> O que fazer: Transforme todas as linhas das entradas abaixo em uma lista numerada, deixando de fora as linhas em branco.

> Entradas fornecidas:
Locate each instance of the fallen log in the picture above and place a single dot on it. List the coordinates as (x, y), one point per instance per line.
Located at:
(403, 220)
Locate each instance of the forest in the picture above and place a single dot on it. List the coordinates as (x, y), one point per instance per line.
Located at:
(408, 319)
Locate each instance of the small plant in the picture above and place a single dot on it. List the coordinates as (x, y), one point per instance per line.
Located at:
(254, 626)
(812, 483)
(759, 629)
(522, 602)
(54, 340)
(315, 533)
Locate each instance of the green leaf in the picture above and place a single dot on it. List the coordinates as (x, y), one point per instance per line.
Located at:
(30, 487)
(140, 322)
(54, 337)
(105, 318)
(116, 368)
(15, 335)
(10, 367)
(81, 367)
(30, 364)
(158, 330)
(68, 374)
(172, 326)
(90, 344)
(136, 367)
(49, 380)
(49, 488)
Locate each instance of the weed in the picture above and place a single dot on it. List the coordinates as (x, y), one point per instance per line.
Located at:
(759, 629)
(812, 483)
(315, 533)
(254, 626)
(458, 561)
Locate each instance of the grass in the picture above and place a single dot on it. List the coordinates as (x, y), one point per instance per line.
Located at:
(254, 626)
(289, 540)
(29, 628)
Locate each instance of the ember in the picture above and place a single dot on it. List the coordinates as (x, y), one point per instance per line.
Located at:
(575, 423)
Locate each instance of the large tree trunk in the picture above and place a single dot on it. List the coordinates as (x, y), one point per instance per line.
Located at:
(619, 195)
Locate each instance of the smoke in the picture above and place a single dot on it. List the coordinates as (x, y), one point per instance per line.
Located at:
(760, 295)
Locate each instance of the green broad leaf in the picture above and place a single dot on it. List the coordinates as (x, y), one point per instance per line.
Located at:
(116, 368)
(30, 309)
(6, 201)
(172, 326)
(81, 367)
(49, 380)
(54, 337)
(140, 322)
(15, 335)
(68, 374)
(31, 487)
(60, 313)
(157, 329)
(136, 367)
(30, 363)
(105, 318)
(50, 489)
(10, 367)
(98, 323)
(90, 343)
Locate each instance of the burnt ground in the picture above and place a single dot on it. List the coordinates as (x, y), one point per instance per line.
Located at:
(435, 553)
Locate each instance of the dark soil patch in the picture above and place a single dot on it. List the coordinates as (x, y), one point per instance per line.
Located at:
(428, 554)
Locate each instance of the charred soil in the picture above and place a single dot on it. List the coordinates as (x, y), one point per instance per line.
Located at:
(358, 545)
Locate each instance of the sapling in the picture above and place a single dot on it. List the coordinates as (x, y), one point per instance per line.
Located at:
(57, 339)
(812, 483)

> Resposta à tarefa:
1. Locate each instance of the fallen log in the picture above and place a single dot on it. List the coordinates as (x, y), one point per instance per line.
2. Located at:
3. (403, 220)
4. Locate each instance of the forest in the picture above and place a single dot on it. List the coordinates as (x, y), one point per instance per line.
5. Located at:
6. (408, 319)
7. Locate each instance of the small plant in the picture above and place a single dot on it. List the coordinates as (x, y), one point per instance per line.
8. Located at:
9. (254, 626)
10. (812, 483)
11. (759, 629)
12. (522, 602)
13. (54, 340)
14. (315, 533)
15. Locate each instance of the green leaf in the picture above and place a single dot on it. List the coordinates as (x, y), one point per instance per line.
16. Located at:
17. (30, 487)
18. (140, 322)
19. (54, 337)
20. (105, 318)
21. (116, 368)
22. (15, 335)
23. (10, 367)
24. (81, 367)
25. (30, 364)
26. (158, 330)
27. (68, 374)
28. (172, 326)
29. (90, 344)
30. (136, 367)
31. (49, 380)
32. (49, 488)
33. Locate each instance of the weed in the picture above and place a single dot on it. List the coordinates as (x, y), one point per instance per line.
34. Located at:
35. (759, 629)
36. (812, 483)
37. (315, 533)
38. (254, 626)
39. (458, 561)
40. Locate each instance of the grass in the picture above and place a single dot on it. List the coordinates as (x, y), one point per instance per line.
41. Located at:
42. (254, 626)
43. (289, 540)
44. (29, 628)
45. Locate each instance of the ember in the picture above and place a single dot on it. List the coordinates as (x, y), one point per instance per line.
46. Located at:
47. (575, 423)
48. Locate each instance of the large tree trunk in the picture above and place a single dot on it. List the coordinates as (x, y), one point per instance per line.
49. Located at:
50. (619, 195)
51. Locate each instance of the smoke in the picture above and place a single dot on it. List the coordinates as (x, y), one point per instance per line.
52. Located at:
53. (760, 295)
54. Locate each instance of the green broad leaf in the picture above and place a single dot on it. List the coordinates as (x, y), one point per instance per line.
55. Located at:
56. (116, 368)
57. (30, 309)
58. (6, 201)
59. (172, 326)
60. (81, 367)
61. (49, 380)
62. (54, 337)
63. (140, 322)
64. (15, 335)
65. (68, 374)
66. (31, 487)
67. (60, 313)
68. (157, 329)
69. (136, 367)
70. (30, 363)
71. (105, 318)
72. (50, 489)
73. (10, 367)
74. (98, 323)
75. (90, 343)
76. Locate each instance of the burnt ground in the picture above and place a single dot on it. List the coordinates as (x, y), one point per instance per line.
77. Located at:
78. (435, 553)
79. Locate each instance of the dark soil patch in the picture above and place a single dot on it. List the coordinates as (x, y), one point per instance per line.
80. Located at:
81. (428, 554)
82. Locate each instance of the charred soil in the picture above and place a single dot on it. List the coordinates as (x, y), one point per instance per line.
83. Located at:
84. (358, 545)
85. Locate each instance of the sapling in the picture above and place a single dot on it. List the coordinates as (x, y), one point per instance per line.
86. Located at:
87. (57, 339)
88. (812, 483)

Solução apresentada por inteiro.